> **Problem to solve**: Copy the data word for word, from its first line through the line containing "Here is an example", with both ends included.

> **Supplied material**:
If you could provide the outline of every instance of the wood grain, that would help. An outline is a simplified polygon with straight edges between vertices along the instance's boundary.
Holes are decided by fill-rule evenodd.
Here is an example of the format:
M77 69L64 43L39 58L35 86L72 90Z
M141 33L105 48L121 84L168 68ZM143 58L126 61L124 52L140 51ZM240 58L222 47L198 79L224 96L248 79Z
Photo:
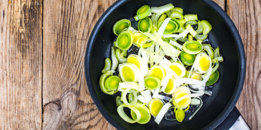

> **Full answer**:
If you could provide the outline of every instance of the wood grain, that would help. An outline is a simplified polygon with straight edges between vertices along the instance's boundary.
Holes are decided by fill-rule evenodd.
Here is an example of the format:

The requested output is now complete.